SUPPLIED INFORMATION:
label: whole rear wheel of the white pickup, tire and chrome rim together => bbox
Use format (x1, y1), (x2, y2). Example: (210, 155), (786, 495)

==

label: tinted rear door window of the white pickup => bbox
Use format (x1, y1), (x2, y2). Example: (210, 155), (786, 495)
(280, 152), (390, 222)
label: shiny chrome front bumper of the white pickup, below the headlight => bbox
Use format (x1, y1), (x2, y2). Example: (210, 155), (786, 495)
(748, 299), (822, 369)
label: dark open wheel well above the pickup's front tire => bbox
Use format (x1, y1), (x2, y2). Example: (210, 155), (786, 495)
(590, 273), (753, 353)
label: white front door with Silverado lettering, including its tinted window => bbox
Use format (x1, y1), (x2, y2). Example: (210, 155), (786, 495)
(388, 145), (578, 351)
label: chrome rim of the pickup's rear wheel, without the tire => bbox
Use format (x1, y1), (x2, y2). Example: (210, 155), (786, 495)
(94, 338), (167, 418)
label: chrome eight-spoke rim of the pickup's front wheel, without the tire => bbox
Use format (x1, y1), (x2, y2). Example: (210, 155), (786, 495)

REQUIRED ACTION: Only one stretch of the records above is wanted: the lines between the one holding "label: shiny chrome" and the one holding "label: white front", inclusive, reproduced exactly.

TASK ANSWER:
label: shiny chrome front bumper of the white pickup, below the headlight => bbox
Use format (x1, y1), (x2, y2). Example: (210, 155), (786, 495)
(748, 299), (822, 369)
label: dark open wheel well above the pickup's front tire => bbox
Use format (x1, y1), (x2, y2). Example: (210, 155), (786, 495)
(590, 273), (753, 353)
label: white front door with Silverado lettering, including its tinted window => bbox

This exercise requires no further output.